### To do:
A. In the patch message, how many lines does the change insert and how many does it delete?
B. Repeat the patch message word for word from "Signed-off-by: Johannes Weiner" to "insertions(+), 29 deletions(-)".

### Document excerpt:
[PATCH 2/8] mm: drop mmap_sem for page cache read IO submission

From: Josef Bacik
Date: Tue Sep 25 2018 - 11:30:23 EST


From: Johannes Weiner <hannes@xxxxxxxxxxx>

Reads can take a long time, and if anybody needs to take a write lock on
the mmap_sem it'll block any subsequent readers to the mmap_sem while
the read is outstanding, which could cause long delays. Instead drop
the mmap_sem if we do any reads at all.

Signed-off-by: Johannes Weiner <hannes@xxxxxxxxxxx>
Signed-off-by: Josef Bacik <josef@xxxxxxxxxxxxxx>
---
mm/filemap.c | 119 ++++++++++++++++++++++++++++++++++++++++++++---------------
1 file changed, 90 insertions(+), 29 deletions(-)

### Given data:
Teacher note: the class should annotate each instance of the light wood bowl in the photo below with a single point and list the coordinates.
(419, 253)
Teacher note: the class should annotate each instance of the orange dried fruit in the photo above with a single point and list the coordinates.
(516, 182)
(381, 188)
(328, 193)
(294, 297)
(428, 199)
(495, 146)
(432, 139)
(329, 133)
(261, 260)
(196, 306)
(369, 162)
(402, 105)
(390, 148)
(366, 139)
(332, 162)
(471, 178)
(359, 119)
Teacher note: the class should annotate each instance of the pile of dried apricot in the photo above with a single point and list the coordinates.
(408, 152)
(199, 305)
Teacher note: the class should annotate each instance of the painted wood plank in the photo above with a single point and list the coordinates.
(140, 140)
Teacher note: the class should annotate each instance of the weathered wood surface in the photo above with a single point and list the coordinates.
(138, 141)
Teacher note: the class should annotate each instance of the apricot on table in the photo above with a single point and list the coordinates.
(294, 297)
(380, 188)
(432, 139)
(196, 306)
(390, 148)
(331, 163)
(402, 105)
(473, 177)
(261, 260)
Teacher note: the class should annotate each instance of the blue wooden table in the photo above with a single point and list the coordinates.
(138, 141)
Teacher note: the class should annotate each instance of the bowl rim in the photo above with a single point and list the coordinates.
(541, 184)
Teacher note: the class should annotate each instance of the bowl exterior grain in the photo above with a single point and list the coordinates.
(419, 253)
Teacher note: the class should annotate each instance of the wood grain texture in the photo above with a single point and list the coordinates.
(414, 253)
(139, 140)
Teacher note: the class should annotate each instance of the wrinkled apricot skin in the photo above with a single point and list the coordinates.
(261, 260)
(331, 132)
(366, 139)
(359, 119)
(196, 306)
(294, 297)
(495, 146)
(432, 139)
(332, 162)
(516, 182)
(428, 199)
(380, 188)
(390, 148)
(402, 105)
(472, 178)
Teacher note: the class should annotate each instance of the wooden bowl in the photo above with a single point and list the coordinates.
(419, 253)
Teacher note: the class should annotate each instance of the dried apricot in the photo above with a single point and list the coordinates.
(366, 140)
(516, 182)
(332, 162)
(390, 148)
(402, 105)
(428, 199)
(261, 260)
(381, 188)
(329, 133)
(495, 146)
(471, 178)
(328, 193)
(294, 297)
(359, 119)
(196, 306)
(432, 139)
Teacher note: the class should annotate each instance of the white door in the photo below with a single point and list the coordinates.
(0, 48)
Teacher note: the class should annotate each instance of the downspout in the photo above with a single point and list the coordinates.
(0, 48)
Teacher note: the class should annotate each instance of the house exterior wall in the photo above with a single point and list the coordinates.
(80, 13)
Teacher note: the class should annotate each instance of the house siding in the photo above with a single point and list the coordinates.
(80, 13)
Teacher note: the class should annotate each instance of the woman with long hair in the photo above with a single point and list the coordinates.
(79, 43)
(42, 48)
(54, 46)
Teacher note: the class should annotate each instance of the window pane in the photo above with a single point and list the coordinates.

### Task-by-task results:
A. 90 insertions and 29 deletions.

B.
Signed-off-by: Johannes Weiner <hannes@xxxxxxxxxxx>
Signed-off-by: Josef Bacik <josef@xxxxxxxxxxxxxx>
---
mm/filemap.c | 119 ++++++++++++++++++++++++++++++++++++++++++++---------------
1 file changed, 90 insertions(+), 29 deletions(-)